● **Request 1**
In the listing, rewrite the part that opens with the line containing "Target: **building**" and closes with the line containing "[[[256,27],[246,27],[243,28],[242,34],[246,37],[255,37]]]", swapping "governs" for "determines" and leaving everything else unchanged. Give only those lines.

Overfitting is a modeling error that arises when a model fits the training data too closely, often failing to generalize to unseen data. A prime indicator of overfitting is when a model exhibits stellar performance on the training set, yet underperforms on the test set. This project aims to create a model capable of discerning the general data pattern to accurately predict if a prospective client will subscribe to a term deposit. Judging by the training scores, the Decision Tree classifier and the Random Forest classifier are likely overfitting, given their near-perfect accuracy scores of 100% and 99% respectively.

Cross-validation (CV), a technique that splits data once or several times, is utilized to calculate the risk for each algorithm. A segment of the data, referred to as the training sample, is used to educate each algorithm, while the remaining portion, the validation sample, is employed to appraise the algorithm's risk. CV then selects the algorithm that presents the smallest estimated risk, thereby curtailing overfitting as the training sample is kept distinct from the validation sample [6].

The partitioning of the training dataset is a crucial step in this process. For example, if the dataset is divided into three parts, 2/3 (or 66%) of the data is dedicated to training, while the remaining 1/3 (or 33%) is used for testing. This tri-fold testing process will iterate through all the training and testing sets, aiming primarily to understand the overall data pattern. By applying the cross-validation method to all eight classifiers and documenting the score for each, it's observed in Table 2 that all models demonstrate satisfactory performance, with mean scores exceeding 70%. The leading three classifiers in terms of high scores are Neural, Naive Bayes, and Gradient Boosting.

● **Request 2**
From the overfitting text, copy word for word the part that opens with the words "Cross-validation (CV), a" and closes with "validation sample [6].".

● **Data to process**
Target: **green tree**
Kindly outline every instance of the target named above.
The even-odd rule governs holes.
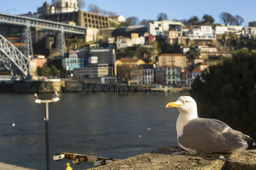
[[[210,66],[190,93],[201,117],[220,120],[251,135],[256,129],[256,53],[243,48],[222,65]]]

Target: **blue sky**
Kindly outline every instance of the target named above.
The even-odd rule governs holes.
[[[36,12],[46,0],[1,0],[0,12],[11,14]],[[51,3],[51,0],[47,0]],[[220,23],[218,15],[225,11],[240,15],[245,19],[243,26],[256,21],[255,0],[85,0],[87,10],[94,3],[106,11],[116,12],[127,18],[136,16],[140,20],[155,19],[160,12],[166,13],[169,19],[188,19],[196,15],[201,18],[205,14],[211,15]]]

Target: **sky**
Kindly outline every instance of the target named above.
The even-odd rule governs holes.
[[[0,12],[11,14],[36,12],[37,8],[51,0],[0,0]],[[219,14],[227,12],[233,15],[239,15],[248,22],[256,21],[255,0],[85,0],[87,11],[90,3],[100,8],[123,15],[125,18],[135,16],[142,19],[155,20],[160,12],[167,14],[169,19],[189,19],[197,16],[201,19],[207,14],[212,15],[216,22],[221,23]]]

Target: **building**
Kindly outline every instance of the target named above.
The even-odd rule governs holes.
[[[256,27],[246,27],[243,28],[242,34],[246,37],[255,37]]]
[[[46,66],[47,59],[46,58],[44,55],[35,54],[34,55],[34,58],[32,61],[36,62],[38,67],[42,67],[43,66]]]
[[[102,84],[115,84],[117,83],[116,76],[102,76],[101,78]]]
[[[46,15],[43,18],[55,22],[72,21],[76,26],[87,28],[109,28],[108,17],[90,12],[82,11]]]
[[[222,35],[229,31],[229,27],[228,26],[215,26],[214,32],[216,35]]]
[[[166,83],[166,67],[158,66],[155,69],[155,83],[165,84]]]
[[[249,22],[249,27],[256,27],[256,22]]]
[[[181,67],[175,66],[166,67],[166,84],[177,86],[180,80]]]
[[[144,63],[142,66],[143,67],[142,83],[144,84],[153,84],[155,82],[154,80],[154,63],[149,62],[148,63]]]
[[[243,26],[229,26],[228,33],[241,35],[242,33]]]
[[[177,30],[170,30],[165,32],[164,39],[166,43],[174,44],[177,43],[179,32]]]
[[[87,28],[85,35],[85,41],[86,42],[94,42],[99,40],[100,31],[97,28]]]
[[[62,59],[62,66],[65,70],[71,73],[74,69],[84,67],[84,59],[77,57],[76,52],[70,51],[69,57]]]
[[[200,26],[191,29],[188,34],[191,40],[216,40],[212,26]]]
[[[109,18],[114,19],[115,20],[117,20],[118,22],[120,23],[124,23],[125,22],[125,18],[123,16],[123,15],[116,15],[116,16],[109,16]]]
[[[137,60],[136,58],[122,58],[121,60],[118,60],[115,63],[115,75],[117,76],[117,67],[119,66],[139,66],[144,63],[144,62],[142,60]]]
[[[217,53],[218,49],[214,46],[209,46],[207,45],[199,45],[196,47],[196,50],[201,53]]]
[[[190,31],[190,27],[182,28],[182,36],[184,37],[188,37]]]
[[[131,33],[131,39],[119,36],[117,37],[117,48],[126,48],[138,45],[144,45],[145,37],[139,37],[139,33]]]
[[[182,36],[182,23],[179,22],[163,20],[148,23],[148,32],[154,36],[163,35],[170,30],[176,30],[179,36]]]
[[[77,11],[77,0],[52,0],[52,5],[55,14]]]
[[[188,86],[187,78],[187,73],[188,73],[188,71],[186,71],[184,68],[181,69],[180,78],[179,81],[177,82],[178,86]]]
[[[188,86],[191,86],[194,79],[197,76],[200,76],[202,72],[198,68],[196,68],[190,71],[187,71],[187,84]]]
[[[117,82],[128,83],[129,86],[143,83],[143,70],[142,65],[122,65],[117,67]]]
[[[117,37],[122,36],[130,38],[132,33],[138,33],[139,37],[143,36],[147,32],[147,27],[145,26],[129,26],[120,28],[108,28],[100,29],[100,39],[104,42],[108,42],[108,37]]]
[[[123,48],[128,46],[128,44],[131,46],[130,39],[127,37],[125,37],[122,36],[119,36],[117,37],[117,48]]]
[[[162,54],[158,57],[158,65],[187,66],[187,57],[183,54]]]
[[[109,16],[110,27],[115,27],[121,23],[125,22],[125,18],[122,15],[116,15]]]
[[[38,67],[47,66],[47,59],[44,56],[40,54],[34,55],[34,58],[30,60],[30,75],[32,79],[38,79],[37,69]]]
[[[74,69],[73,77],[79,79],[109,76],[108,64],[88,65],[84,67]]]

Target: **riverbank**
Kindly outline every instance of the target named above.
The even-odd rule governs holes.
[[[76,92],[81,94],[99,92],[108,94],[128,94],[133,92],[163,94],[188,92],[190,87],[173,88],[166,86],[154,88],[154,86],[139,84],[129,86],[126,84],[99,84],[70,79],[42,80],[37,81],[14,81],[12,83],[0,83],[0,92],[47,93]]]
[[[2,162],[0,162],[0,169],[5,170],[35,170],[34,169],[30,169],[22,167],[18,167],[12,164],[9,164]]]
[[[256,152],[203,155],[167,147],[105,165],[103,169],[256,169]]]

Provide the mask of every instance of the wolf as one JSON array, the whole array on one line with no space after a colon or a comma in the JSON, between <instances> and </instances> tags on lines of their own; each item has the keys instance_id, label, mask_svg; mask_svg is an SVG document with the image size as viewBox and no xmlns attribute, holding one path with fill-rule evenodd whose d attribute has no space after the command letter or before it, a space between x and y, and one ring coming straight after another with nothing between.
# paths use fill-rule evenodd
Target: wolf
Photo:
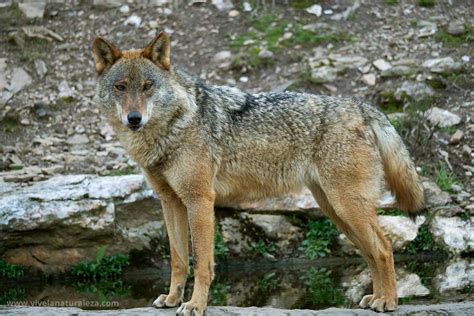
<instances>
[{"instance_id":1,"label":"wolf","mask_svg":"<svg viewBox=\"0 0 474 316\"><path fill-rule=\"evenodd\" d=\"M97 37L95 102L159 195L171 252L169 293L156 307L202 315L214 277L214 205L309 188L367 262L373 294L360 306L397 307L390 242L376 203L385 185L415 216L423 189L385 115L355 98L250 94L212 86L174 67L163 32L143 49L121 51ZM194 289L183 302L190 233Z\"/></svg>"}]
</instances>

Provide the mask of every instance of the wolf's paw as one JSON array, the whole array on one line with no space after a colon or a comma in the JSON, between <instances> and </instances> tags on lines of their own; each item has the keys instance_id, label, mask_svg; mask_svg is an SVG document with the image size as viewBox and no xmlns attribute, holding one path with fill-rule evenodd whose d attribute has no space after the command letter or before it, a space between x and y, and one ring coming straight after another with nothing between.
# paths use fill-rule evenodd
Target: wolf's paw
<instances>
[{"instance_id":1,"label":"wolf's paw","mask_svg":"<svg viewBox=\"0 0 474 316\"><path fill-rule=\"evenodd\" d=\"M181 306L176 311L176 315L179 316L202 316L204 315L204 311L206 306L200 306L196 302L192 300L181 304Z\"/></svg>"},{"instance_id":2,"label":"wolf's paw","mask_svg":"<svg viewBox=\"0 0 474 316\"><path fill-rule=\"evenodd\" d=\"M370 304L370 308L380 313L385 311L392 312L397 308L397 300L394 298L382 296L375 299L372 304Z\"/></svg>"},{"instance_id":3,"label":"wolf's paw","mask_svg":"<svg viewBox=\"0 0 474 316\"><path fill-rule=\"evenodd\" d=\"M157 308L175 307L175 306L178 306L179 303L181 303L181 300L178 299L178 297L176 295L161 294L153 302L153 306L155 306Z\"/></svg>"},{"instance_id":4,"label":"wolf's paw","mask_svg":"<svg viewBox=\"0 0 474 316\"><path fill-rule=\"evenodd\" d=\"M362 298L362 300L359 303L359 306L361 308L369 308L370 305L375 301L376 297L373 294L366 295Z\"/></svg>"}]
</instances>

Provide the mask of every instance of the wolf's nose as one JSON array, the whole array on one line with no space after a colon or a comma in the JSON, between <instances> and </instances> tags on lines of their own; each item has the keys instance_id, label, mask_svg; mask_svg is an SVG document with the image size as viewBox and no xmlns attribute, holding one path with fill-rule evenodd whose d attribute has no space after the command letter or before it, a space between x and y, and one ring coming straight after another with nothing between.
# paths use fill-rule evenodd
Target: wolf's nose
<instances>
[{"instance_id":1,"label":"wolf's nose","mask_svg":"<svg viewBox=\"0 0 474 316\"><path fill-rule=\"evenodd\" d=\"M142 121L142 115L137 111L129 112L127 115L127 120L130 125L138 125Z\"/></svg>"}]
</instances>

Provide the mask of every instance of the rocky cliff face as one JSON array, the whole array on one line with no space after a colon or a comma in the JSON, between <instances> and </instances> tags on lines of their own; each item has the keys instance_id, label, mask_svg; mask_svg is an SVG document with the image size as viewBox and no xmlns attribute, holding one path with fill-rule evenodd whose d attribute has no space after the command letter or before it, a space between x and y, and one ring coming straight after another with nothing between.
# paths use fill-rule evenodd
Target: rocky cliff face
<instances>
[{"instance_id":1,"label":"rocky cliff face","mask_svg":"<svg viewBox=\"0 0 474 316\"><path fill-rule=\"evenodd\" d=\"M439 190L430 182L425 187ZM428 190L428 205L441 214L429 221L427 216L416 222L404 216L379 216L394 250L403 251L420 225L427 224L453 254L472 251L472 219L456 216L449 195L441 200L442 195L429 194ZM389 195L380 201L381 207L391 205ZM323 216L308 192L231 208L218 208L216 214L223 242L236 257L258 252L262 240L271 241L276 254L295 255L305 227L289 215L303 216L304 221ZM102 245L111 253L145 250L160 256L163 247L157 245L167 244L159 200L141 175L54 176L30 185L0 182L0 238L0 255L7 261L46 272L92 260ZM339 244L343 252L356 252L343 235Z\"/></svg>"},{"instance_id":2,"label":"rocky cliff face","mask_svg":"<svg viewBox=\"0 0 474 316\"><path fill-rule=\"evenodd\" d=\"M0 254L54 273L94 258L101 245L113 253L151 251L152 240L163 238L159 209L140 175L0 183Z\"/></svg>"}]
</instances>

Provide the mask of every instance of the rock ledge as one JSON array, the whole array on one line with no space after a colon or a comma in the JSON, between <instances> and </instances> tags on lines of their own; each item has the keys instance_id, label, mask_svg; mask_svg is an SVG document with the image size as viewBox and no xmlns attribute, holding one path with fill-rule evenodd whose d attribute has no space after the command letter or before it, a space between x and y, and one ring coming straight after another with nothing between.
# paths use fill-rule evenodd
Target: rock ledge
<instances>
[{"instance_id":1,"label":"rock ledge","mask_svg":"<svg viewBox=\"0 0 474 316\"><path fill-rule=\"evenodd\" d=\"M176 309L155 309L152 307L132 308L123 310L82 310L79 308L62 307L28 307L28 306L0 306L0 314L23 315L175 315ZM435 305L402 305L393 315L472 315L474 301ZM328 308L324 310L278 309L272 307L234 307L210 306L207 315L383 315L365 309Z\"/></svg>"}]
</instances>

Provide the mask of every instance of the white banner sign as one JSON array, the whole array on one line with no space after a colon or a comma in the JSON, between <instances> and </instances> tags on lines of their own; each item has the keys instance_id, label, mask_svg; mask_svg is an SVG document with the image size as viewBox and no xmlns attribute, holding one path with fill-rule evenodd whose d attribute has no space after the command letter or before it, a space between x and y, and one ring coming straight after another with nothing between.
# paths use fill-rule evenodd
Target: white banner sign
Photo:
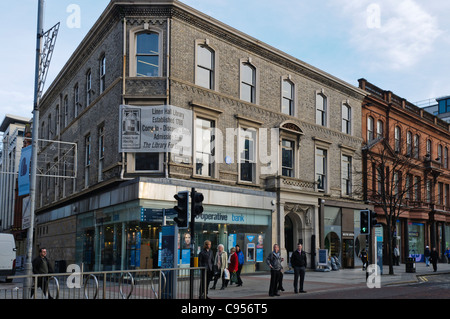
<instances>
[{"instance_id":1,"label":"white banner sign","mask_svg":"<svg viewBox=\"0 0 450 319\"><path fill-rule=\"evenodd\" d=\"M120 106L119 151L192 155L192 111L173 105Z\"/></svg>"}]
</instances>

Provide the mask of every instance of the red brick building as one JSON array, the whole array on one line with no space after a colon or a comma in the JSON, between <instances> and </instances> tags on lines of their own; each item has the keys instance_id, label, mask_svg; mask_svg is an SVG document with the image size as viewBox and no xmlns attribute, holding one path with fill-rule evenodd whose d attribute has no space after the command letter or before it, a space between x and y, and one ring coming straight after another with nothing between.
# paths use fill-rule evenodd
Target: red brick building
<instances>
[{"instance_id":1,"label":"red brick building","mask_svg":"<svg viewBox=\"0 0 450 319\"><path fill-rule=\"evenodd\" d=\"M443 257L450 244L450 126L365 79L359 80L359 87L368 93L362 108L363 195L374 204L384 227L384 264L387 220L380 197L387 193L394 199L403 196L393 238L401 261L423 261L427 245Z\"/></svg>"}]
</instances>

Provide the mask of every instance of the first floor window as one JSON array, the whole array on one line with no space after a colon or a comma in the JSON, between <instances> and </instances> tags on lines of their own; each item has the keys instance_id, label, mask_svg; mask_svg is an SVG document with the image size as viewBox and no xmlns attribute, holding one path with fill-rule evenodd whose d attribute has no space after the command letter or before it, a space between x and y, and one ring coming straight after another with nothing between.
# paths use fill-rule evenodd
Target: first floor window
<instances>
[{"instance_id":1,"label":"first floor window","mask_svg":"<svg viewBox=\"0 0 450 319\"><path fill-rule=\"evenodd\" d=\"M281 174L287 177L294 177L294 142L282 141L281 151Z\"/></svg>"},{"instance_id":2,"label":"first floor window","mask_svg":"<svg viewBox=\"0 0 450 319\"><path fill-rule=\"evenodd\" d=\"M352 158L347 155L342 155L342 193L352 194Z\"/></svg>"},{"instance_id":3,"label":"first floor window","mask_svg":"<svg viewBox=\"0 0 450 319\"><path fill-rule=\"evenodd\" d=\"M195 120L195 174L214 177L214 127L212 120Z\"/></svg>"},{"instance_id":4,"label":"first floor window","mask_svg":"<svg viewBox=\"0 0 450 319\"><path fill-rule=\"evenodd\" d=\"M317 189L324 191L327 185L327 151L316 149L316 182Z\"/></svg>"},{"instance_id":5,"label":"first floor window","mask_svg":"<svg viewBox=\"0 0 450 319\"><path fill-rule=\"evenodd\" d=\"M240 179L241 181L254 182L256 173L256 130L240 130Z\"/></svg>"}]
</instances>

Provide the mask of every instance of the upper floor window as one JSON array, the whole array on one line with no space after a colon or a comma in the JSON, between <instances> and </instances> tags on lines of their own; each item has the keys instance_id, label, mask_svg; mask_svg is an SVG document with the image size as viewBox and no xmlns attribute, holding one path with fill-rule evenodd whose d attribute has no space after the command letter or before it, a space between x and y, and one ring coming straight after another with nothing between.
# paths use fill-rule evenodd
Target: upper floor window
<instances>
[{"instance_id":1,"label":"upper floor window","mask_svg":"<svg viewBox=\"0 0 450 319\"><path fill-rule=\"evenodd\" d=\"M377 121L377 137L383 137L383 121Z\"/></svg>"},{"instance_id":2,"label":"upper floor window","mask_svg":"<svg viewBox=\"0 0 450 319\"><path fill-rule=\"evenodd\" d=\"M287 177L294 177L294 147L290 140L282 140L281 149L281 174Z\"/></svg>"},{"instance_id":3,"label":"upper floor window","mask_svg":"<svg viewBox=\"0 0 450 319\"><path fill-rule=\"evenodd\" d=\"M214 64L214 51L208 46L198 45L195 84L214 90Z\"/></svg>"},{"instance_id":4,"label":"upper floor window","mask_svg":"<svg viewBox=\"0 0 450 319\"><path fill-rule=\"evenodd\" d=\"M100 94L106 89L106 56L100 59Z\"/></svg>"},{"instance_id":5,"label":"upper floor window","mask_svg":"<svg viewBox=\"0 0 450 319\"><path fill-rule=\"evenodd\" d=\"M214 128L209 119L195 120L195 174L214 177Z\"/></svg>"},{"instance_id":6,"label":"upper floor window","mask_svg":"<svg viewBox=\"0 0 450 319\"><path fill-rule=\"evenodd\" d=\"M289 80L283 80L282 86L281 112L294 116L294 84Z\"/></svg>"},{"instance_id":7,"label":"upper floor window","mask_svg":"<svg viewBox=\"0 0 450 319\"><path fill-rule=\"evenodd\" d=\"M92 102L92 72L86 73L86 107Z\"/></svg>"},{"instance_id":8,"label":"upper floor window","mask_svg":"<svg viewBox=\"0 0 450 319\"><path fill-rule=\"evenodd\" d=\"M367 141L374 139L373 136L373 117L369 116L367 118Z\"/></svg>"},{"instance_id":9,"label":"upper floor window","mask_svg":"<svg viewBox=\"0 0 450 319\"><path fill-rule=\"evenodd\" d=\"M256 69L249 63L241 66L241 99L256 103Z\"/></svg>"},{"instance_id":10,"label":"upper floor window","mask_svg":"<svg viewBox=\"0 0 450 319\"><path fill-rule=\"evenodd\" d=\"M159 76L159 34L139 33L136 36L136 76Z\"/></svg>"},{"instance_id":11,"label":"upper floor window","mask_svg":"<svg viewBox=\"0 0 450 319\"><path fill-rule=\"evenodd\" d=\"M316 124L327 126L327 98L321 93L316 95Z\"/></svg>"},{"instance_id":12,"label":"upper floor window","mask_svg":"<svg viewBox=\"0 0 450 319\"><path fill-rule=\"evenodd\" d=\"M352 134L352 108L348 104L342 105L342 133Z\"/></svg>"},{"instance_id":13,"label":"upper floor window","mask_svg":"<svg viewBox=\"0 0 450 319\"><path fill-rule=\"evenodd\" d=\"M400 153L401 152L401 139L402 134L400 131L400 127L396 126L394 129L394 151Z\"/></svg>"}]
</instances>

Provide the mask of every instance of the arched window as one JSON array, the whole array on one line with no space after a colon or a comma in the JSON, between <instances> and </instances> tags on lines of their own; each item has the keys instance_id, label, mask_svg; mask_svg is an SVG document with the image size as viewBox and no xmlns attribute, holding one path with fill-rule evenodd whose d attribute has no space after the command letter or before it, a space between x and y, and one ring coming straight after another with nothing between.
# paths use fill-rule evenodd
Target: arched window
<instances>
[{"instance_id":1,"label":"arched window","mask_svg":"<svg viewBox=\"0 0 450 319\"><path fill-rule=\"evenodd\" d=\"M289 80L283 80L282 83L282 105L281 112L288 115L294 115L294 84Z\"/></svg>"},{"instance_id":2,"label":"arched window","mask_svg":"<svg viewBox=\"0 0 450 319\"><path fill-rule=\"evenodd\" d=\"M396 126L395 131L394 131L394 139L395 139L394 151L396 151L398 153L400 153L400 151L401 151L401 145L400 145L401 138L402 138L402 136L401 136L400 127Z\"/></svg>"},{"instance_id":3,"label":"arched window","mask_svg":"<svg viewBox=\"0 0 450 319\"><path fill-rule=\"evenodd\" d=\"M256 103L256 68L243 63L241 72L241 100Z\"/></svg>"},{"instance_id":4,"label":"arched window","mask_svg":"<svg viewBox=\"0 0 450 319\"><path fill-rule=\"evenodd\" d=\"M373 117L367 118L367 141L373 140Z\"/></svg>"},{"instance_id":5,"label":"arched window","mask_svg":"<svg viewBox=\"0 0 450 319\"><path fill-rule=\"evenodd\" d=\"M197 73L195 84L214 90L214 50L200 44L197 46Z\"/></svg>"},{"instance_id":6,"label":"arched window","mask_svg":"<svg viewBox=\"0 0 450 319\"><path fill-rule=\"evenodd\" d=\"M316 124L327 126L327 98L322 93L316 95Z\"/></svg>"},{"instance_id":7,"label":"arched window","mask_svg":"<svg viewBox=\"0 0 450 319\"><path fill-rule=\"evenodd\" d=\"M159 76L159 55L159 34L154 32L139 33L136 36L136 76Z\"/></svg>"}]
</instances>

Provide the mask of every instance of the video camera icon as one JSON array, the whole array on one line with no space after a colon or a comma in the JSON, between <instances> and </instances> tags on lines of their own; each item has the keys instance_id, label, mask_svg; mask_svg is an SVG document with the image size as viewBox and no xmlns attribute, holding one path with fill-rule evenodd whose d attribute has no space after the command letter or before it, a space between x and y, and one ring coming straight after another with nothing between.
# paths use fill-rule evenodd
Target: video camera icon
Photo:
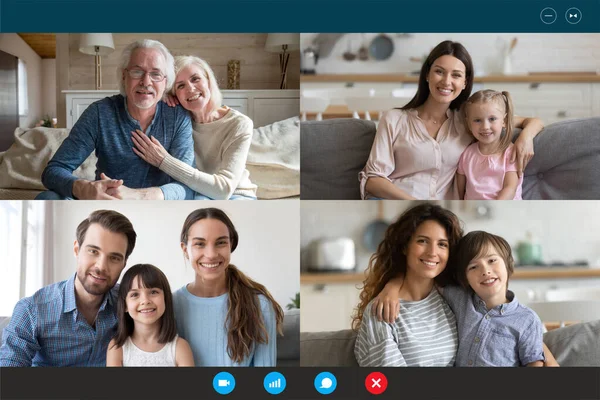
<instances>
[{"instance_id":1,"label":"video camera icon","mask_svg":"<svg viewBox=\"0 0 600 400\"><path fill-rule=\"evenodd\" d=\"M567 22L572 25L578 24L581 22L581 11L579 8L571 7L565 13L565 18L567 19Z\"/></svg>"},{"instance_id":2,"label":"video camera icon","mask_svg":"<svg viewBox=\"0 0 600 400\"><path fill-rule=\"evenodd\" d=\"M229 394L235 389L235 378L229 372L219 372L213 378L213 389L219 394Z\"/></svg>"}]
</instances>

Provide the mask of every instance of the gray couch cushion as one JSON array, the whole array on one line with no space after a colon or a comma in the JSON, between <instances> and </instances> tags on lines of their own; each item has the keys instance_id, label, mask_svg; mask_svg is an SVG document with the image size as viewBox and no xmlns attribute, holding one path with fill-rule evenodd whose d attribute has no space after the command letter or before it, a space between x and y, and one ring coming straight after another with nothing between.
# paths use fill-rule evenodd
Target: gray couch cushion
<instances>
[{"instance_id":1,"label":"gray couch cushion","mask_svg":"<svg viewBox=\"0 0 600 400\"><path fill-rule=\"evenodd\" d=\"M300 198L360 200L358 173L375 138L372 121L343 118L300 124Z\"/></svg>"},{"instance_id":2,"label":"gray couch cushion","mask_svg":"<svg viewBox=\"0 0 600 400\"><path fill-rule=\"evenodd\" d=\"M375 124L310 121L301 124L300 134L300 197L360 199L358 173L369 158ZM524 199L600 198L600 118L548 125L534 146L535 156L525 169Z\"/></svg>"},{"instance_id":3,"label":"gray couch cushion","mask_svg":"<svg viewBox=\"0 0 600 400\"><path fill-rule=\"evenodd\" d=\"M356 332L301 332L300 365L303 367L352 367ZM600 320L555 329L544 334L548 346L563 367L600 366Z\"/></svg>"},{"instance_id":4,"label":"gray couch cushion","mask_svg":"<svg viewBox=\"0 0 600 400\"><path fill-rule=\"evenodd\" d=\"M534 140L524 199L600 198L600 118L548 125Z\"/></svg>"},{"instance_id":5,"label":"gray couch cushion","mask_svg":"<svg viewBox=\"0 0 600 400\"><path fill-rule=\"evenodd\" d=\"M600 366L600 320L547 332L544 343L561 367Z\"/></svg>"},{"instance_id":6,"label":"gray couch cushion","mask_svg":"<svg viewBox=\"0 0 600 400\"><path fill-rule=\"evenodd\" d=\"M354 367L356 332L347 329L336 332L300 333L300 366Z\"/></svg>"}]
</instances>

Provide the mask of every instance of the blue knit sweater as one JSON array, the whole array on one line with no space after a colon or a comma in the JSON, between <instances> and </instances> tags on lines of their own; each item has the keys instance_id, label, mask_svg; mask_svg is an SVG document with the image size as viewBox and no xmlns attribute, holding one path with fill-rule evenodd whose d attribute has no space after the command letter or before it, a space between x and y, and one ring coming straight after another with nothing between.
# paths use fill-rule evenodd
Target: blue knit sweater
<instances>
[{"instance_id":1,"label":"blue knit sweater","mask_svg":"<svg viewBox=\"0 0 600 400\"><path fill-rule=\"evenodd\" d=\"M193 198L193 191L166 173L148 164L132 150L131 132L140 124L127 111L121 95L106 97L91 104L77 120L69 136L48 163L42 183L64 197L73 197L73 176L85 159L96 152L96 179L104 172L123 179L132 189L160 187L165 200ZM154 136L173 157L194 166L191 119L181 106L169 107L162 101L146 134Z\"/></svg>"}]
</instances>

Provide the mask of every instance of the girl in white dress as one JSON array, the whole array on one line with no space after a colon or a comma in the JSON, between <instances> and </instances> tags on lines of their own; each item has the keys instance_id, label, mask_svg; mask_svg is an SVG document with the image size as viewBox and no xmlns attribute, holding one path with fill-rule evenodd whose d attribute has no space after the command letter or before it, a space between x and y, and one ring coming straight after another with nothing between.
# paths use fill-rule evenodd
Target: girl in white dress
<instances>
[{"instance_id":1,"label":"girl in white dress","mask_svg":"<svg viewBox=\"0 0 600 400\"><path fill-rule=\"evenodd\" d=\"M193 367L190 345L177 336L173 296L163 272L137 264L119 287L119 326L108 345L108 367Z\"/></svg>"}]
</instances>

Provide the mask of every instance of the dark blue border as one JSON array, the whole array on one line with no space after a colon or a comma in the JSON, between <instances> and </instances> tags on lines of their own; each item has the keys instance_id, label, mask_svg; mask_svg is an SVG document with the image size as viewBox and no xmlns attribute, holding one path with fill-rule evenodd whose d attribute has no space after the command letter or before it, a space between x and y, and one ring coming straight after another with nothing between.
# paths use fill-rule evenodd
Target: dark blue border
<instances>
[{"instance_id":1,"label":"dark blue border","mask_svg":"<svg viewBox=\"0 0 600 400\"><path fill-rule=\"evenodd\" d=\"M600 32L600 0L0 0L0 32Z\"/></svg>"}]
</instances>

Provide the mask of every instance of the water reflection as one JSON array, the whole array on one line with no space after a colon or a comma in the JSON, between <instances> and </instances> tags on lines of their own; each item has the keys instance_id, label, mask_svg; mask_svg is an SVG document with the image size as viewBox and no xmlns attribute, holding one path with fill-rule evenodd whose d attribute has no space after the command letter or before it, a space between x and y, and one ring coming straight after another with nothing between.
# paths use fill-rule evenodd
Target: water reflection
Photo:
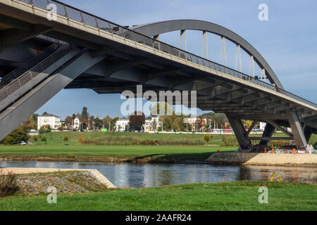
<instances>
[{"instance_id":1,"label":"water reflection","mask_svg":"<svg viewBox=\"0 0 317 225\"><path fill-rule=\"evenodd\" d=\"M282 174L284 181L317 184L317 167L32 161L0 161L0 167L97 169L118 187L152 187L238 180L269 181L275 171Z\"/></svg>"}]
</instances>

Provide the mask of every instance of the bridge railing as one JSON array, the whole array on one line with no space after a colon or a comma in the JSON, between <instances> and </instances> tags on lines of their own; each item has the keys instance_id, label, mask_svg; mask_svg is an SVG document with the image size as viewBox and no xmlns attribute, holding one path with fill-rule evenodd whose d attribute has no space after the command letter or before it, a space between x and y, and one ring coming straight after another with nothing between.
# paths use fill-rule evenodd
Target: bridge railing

● **Exercise response 1**
Target: **building**
Kindly outline every instance of the target named above.
The even-odd rule determines holes.
[[[256,27],[246,27],[243,28],[242,34],[246,37],[255,37]]]

● **Exercise response 2**
Cross-validation (CV), a technique that splits data once or several times, is utilized to calculate the risk for each algorithm. A segment of the data, referred to as the training sample, is used to educate each algorithm, while the remaining portion, the validation sample, is employed to appraise the algorithm's risk. CV then selects the algorithm that presents the smallest estimated risk, thereby curtailing overfitting as the training sample is kept distinct from the validation sample [6].